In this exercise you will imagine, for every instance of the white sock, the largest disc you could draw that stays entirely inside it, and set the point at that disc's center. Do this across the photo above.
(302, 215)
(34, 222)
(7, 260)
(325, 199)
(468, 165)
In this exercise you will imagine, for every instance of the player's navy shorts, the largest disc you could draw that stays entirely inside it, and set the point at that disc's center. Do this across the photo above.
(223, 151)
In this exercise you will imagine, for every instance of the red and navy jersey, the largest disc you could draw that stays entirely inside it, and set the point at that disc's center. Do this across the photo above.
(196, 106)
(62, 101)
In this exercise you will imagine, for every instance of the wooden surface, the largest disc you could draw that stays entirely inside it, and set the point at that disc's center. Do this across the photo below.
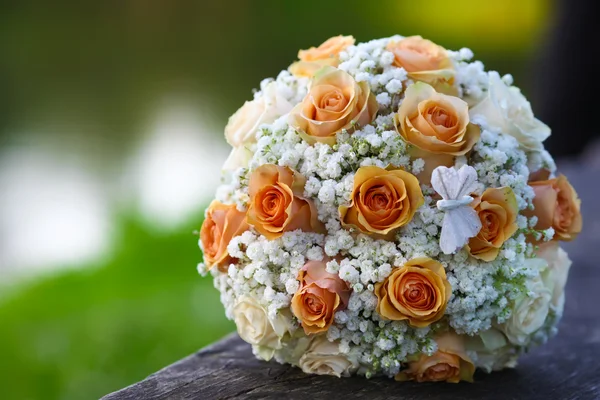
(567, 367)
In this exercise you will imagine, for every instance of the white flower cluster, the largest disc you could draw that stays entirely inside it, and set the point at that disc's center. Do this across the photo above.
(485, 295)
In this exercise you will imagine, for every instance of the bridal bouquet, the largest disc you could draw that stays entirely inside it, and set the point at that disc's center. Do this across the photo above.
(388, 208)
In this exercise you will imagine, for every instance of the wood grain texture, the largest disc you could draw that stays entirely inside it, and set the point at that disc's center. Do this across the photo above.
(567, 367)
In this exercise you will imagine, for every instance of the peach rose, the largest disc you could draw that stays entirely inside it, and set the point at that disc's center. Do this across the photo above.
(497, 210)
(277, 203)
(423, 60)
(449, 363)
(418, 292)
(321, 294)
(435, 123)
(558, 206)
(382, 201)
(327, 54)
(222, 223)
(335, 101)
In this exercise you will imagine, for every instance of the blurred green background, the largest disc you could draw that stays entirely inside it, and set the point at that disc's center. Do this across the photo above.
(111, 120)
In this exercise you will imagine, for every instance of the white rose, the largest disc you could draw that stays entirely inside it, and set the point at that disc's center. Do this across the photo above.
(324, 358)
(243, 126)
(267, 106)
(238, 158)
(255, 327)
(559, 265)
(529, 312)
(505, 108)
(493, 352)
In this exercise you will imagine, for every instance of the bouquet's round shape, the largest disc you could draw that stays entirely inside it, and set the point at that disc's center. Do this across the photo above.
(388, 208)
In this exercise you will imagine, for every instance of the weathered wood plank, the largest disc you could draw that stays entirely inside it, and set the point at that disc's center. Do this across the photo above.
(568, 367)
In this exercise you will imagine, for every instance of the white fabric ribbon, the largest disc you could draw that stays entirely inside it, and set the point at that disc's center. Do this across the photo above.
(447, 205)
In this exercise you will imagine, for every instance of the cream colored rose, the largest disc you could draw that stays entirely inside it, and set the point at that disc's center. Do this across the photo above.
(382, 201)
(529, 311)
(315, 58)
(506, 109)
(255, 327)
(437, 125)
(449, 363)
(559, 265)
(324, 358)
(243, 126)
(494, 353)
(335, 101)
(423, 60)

::::

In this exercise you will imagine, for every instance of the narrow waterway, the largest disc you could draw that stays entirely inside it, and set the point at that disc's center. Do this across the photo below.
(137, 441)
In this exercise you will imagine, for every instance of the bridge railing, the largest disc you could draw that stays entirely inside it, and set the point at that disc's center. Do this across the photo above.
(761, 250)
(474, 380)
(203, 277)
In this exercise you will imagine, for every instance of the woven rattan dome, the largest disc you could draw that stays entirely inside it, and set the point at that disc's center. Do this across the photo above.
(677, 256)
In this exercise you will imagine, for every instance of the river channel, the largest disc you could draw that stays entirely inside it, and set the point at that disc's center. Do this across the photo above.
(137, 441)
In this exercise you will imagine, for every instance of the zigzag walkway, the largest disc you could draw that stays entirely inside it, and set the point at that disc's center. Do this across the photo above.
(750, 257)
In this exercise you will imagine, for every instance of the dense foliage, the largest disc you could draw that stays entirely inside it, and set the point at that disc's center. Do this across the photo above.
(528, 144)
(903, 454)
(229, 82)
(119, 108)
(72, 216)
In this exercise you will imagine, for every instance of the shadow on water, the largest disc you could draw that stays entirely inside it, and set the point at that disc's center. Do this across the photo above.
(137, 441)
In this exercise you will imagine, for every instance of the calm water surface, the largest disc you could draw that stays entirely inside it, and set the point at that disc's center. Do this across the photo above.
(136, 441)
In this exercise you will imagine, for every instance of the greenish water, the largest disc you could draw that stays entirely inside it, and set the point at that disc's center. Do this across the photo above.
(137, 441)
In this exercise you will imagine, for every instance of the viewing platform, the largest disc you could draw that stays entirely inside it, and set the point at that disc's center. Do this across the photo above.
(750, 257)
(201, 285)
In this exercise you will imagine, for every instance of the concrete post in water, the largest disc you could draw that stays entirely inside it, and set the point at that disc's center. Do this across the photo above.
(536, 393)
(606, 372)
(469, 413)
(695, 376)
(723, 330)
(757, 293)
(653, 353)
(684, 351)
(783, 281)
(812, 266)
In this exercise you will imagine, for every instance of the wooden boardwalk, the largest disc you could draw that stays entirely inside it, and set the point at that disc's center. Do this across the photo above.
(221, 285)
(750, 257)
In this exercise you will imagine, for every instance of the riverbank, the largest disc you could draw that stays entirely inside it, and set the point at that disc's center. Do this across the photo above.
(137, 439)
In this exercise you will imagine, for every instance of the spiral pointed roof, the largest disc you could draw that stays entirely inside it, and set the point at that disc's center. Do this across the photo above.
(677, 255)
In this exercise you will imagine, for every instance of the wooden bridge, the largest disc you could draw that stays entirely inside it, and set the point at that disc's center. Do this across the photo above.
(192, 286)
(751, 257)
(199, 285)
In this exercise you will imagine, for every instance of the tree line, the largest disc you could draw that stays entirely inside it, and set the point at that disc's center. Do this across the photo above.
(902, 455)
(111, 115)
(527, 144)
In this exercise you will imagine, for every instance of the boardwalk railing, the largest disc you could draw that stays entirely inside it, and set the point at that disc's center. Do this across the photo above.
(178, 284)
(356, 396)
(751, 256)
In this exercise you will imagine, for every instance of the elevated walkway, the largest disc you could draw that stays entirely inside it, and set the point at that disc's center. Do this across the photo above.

::::

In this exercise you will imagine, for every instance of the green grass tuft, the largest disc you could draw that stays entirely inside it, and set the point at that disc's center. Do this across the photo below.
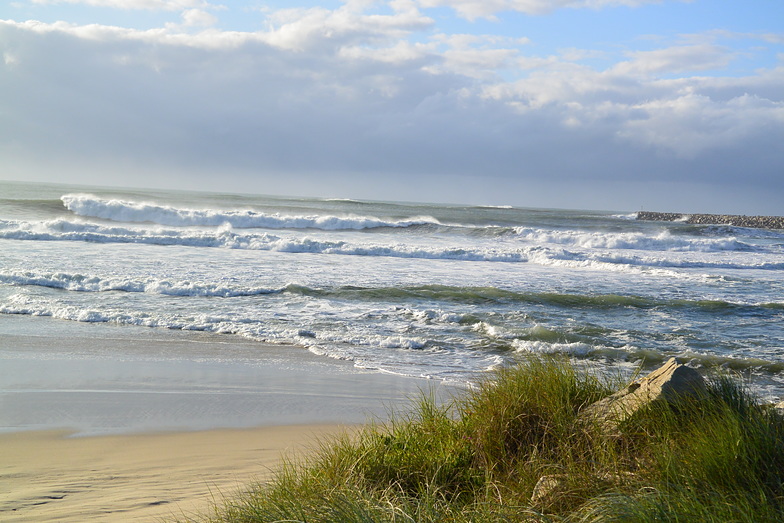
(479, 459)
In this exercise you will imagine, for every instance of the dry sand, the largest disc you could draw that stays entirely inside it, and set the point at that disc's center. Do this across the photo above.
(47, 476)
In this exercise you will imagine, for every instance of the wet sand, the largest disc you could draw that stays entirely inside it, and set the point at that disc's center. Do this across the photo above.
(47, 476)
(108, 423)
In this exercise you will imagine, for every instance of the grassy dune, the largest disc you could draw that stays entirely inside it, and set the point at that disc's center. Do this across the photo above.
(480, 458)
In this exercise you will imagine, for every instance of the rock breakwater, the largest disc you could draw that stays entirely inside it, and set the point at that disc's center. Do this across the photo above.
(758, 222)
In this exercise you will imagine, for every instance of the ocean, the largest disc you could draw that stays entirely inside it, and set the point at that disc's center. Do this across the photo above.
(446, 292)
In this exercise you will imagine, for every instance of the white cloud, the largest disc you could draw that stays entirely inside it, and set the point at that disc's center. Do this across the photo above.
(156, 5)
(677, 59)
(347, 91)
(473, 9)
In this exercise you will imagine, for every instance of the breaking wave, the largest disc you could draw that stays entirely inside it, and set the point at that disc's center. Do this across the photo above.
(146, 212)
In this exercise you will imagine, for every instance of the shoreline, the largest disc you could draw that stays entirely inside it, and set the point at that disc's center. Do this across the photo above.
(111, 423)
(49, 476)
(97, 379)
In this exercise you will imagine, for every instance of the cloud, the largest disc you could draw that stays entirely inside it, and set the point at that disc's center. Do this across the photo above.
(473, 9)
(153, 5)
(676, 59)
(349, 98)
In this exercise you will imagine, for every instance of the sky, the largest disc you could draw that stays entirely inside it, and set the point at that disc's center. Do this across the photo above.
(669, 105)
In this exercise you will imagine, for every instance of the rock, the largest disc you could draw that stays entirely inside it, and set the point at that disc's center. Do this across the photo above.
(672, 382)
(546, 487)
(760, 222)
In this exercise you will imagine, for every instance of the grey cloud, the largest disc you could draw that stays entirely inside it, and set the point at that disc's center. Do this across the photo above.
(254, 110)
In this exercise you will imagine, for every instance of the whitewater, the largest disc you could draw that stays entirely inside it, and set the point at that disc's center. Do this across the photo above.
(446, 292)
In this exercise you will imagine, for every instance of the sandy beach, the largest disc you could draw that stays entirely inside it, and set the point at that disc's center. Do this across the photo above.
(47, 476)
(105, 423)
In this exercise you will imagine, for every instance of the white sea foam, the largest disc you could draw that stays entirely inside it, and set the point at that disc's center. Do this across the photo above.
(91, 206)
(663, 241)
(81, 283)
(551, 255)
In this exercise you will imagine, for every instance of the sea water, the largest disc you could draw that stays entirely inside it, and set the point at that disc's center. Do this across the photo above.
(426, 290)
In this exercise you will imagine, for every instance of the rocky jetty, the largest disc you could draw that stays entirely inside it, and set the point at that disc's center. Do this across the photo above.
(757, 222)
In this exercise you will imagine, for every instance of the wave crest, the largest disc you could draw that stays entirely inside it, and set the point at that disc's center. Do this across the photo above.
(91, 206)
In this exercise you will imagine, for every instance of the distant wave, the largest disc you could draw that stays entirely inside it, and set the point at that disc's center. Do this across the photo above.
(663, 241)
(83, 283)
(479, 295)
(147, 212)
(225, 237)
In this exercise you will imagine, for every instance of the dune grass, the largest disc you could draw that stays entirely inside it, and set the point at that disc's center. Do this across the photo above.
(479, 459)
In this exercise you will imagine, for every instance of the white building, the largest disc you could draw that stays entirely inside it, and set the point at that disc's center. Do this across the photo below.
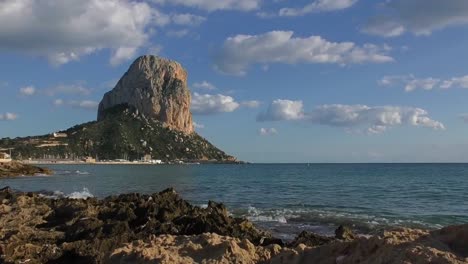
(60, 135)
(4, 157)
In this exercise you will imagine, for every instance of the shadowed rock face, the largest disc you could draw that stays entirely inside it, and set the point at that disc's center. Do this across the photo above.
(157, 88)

::::

> **WHAT THE TASK ASKS**
Find the line with "the riverbank, the" in the material above. Reproduce it and each line after it up to and including the line with "of the elevated".

> **OUTPUT FOR THIS TASK**
In this exercise you will imagine, for every instance of the riverbank, the largest disc you could draw that stays entirely inside it, and set the point at that disc's center. Do this across the photo above.
(137, 439)
In this exercise you will imagine, for every instance of the spiral pointed roof, the largest disc you could draw that stays entirely inside it, and set the point at that disc's center. Do this across the photo above.
(677, 255)
In this exercise you will imagine, for every instance of the wooden bridge, the largest disc you could draw that stays entirely inside it, and set the point at that disc's center. Do this across the photo above.
(192, 286)
(751, 257)
(199, 285)
In this exercise you will imagine, for every instance of the tree line, the largest disc you could draw that stays entirely inside it, and set the point at that disc's center. Do this across the photo above.
(902, 455)
(111, 115)
(527, 144)
In this exercise you will imagine, for every instance of the boardwalk railing, the largest disc you could draw that stays entirely inside it, and set the point at that disc's center. Do this across the photo above.
(178, 284)
(356, 396)
(751, 256)
In this exercise you will imagine, for every instance of the elevated walkway, the largest disc you could draw that stays entirely inside it, and set the point at that disc's center. Do this across the photo above.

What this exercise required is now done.